Dataset items
-- -- --
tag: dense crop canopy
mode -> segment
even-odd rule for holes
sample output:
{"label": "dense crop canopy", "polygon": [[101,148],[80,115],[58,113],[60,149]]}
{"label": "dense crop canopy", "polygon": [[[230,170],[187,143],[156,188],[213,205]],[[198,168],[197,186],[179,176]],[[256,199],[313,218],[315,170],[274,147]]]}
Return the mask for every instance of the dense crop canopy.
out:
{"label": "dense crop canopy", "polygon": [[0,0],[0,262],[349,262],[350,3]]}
-- -- --
▶ [Directions] Copy all of the data above, character for character.

▶ [Answer to the exercise]
tag: dense crop canopy
mode -> segment
even-odd rule for holes
sample output:
{"label": "dense crop canopy", "polygon": [[101,148],[80,115],[58,113],[60,149]]}
{"label": "dense crop canopy", "polygon": [[[230,170],[187,143],[156,188],[213,205]],[[198,168],[197,186],[179,176]],[[256,199],[313,218],[315,170],[274,147]]]}
Return the mask for every instance of the dense crop canopy.
out:
{"label": "dense crop canopy", "polygon": [[0,0],[0,262],[349,262],[350,3]]}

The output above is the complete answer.